> **Task objective**: All entries must be transcribed without a single difference.

(Stored records)
********************
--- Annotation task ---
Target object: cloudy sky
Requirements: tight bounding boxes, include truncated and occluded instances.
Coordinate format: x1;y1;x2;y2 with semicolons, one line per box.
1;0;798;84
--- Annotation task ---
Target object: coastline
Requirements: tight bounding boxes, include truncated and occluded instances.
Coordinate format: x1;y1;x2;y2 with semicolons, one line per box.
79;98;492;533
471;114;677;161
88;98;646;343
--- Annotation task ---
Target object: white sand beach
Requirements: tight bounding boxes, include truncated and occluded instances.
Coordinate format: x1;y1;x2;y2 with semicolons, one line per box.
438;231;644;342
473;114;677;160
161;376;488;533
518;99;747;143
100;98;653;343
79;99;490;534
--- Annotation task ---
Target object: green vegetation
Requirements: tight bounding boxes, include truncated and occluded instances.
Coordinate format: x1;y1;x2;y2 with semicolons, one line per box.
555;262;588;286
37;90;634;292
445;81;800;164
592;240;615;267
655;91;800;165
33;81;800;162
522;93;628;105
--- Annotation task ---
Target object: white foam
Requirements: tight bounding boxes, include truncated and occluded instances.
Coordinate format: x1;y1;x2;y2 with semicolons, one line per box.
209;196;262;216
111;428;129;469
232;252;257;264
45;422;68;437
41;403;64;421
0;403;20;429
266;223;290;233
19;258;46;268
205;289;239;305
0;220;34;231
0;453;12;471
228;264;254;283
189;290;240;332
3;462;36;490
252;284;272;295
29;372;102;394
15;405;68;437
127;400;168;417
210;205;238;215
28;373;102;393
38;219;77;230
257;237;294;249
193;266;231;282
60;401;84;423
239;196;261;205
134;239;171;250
********************
> **Response**:
--- Annotation task ---
Target object: cloudy sky
Requirements: tight bounding boxes, include truncated and occluded instances.
Coordinate format: x1;y1;x2;y2 with semicolons, one line per box.
1;0;798;84
--- Annotation task ---
Target object: coastline
Requirements: tight bounding boxes, include truncated and occluded instances.
Coordinate format: x1;y1;x2;y2 with semicolons, one line per box.
79;98;492;533
471;114;677;161
88;98;646;343
--- Annotation task ---
Target object: white sand beach
Requirements: tight bounding boxes, include truncated and occluded instances.
Coordinate format: x1;y1;x2;y2 with semicolons, one line per box.
438;231;644;342
473;114;677;160
161;376;488;533
518;99;747;143
100;98;653;343
79;99;490;534
--- Annotation task ---
Target object: green vegetation
Requirements: tight bounding boxes, include truncated and occluded instances.
Coordinate format: x1;y1;x2;y2 with semicolons, one line per box.
555;262;588;286
37;90;634;292
445;81;800;164
592;240;615;267
655;91;800;165
33;81;800;162
522;93;628;105
--- Annotation task ---
Target object: white foam
Requirements: tight bounding boxes, include truncated and occluded instances.
Coordinate format: x1;y1;x2;y2 with semicolons, one line per box.
209;196;262;216
111;428;129;469
232;252;257;264
45;422;68;437
41;403;64;421
0;403;20;429
266;223;290;233
19;258;46;268
205;289;239;305
0;220;34;231
0;453;12;471
228;264;254;283
189;290;240;332
3;462;36;490
252;284;272;295
29;372;102;394
15;405;68;437
127;400;168;417
210;205;238;215
28;373;102;393
38;219;77;230
257;237;294;249
193;266;231;282
60;401;84;423
239;196;261;205
134;239;171;250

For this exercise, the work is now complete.